Exploration des documents:
(1) Recopiez à l'identique le passage de l'extrait sur les manomètres qui commence aux mots « Les résultats se » et s'arrête après « de notre modèle. ».
(2) Poursuivez l'extrait sur les manomètres à la suite de sa dernière phrase.

La réalisation du premier dataset utilisant les fonctionnalités basiques du package Unity Perception, l'arrière-plan est constitué de textures aléatoires avec une variation de la position et rotation des manomètres.
Les résultats se sont montrés insatisfaisants avec une précision de seulement 0.65. Notre prochaine itération testera avec un arrière-plan réaliste pour améliorer la détection des manomètres de notre modèle.
Cette fois-ci l'arrière-plan est remplacé par des photos ressemblant au milieu industriel. Nous avons alors observé une amélioration de la précision de la détection des manomètres lorsque ceux-ci contrastent avec l’image en arrière-plan, mais également l’apparition de nombreux faux positifs sur le test avec la vidéo réelle. Nous remarquons ainsi la nécessité d'intégrer davantage les manomètres avec l’arrière-plan.

Données fournies:
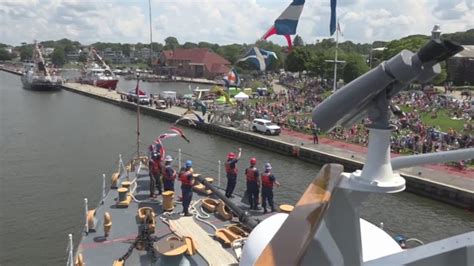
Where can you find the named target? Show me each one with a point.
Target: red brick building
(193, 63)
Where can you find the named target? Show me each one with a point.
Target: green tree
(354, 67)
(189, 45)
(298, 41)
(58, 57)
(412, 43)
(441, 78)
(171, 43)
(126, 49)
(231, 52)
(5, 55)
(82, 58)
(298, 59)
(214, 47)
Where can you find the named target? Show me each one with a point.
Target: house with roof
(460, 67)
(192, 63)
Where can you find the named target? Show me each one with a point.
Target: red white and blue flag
--
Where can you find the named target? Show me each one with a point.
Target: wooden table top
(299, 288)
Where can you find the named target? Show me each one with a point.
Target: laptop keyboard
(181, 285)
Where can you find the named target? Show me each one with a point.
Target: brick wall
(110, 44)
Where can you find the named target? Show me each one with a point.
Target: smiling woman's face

Réponses aux consignes:
(1)
Les résultats se sont montrés insatisfaisants avec une précision de seulement 0.65. Notre prochaine itération testera avec un arrière-plan réaliste pour améliorer la détection des manomètres de notre modèle.

(2)
Nous sommes parvenus ainsi à atteindre une précision de 0.75 grâce aux différents ajustements. Cependant, pour notre PoC, nous souhaitons viser une précision supérieure à 0.90. Nous pensons que nous devons encore modifier l'arrière-plan et vérifier si cela peut permettre une meilleure précision du modèle.
La nécessité de dynamiser l'arrière-plan nous conduit à la réalisation d’un chemin vidéo grâce au package Unity Cinemachine. Cet outil permet la réalisation de prises de vue dynamiques, intelligentes et sans code. Pour la réalisation du travelling, Cinemachine au travers d'une timeline permet d’alterner les points de vue de la caméra avec des logiques de zoom à proximité des manomètres.
Cette étape a été très significative dans l’amélioration de notre dataset. Les résultats du modèle sont plutôt bons lors de la détection des manomètres sur des jeux de test vidéo ainsi que sur notre parcours de test en 3D. L’utilisation de Cinemachine a grandement amélioré la qualité des différents angles de vue autour du manomètre et a permis au modèle de s’entraîner avec un environnement virtuel réaliste.
Pour la dernière itération de notre génération du dataset, nous avons finalement atteint une très bonne précision pour notre modèle sur la détection des manomètres entraîné sur des données synthétiques.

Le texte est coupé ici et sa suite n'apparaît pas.